MATERIAL TO PROCESS >>
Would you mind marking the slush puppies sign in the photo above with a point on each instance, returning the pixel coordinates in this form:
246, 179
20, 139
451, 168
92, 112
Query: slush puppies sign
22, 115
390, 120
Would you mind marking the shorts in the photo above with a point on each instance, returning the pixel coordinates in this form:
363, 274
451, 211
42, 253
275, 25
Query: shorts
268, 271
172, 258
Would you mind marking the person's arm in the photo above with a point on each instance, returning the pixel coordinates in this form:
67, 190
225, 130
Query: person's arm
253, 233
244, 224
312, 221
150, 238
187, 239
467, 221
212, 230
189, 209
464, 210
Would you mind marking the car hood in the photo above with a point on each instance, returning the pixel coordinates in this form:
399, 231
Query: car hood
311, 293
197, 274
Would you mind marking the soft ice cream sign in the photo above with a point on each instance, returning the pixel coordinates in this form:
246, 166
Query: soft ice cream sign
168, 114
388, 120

REQUIRED ACTION >>
Without skipping anything, transcribe every line above exactly.

RESULT FOR THIS EXERCISE >>
Would you mind marking the slush puppies sign in the photo above with a point on each instance, returning the pixel coordinates in this form:
246, 179
20, 139
451, 168
92, 112
Query: slush puppies sign
22, 115
390, 120
Would you mind marking the shorts in the photo above with a point on each instance, returning the pixel coordinates in this form:
363, 274
451, 211
42, 253
275, 25
Query: shorts
268, 271
172, 258
Would you mind marking the person's arm in the photo above with a point on each instance, returning the pixel coordinates in this form:
67, 190
225, 130
Query: person's arm
253, 233
244, 224
312, 221
150, 238
187, 239
467, 221
212, 230
189, 209
464, 210
Would you mind marking the car hood in the photo above with a point on each instance, returning the pixel coordinates in this form:
399, 231
Query: car hood
311, 293
197, 274
Would you mind marking the soft ice cream sign in the photo above with a point on each instance, returning the pixel coordinates in this form:
246, 166
Query: soft ice cream sign
168, 114
388, 120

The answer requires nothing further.